- **WRITTEN EXERCISE**:
Every record must be repeated exactly; omit any pictures they contain.

- **GIVEN INFORMATION**:
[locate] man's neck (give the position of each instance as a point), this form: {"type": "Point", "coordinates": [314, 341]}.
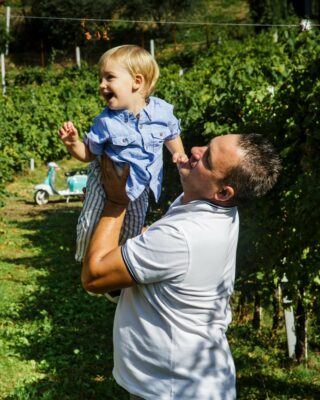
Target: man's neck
{"type": "Point", "coordinates": [187, 199]}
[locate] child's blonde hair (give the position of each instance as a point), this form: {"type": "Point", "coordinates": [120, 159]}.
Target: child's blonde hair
{"type": "Point", "coordinates": [137, 61]}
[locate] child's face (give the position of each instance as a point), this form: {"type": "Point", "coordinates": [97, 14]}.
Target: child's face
{"type": "Point", "coordinates": [118, 87]}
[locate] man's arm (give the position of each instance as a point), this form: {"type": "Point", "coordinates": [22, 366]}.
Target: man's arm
{"type": "Point", "coordinates": [103, 267]}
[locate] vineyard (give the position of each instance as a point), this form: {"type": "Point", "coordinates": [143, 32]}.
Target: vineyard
{"type": "Point", "coordinates": [267, 84]}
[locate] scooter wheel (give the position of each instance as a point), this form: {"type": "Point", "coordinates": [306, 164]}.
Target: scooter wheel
{"type": "Point", "coordinates": [41, 197]}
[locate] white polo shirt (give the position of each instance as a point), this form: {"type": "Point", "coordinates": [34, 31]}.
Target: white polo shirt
{"type": "Point", "coordinates": [169, 330]}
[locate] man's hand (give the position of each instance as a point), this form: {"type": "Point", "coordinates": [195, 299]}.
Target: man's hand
{"type": "Point", "coordinates": [179, 157]}
{"type": "Point", "coordinates": [69, 134]}
{"type": "Point", "coordinates": [114, 185]}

- **COMPLETED TASK**:
[locate] man's neck (give the position of each instance as a point), this form: {"type": "Point", "coordinates": [314, 341]}.
Target: man's neck
{"type": "Point", "coordinates": [187, 199]}
[locate] child's blonde hair (give the position of each instance as a point), this form: {"type": "Point", "coordinates": [120, 159]}.
Target: child's blonde hair
{"type": "Point", "coordinates": [137, 61]}
[locate] child's face (give the position of each instance as a point), this form: {"type": "Point", "coordinates": [97, 14]}.
Target: child's face
{"type": "Point", "coordinates": [118, 87]}
[locate] man's arm (give the position of each instance as a point), this form: {"type": "Point", "coordinates": [22, 366]}.
Target: man's arm
{"type": "Point", "coordinates": [103, 267]}
[locate] vineyard (give the position of each instance as a point), this form: {"type": "Point", "coordinates": [143, 32]}.
Target: vineyard
{"type": "Point", "coordinates": [267, 84]}
[locate] scooter wheel (give the position of each instance as a point), this form: {"type": "Point", "coordinates": [306, 164]}.
Target: scooter wheel
{"type": "Point", "coordinates": [41, 197]}
[locate] white polo shirt (give the position of each instance as a point), this form: {"type": "Point", "coordinates": [34, 31]}.
Target: white polo shirt
{"type": "Point", "coordinates": [169, 330]}
[locate] man's hand (give the position of each instance as a point), this form: {"type": "Point", "coordinates": [195, 299]}.
Target: man's hand
{"type": "Point", "coordinates": [179, 157]}
{"type": "Point", "coordinates": [69, 134]}
{"type": "Point", "coordinates": [114, 185]}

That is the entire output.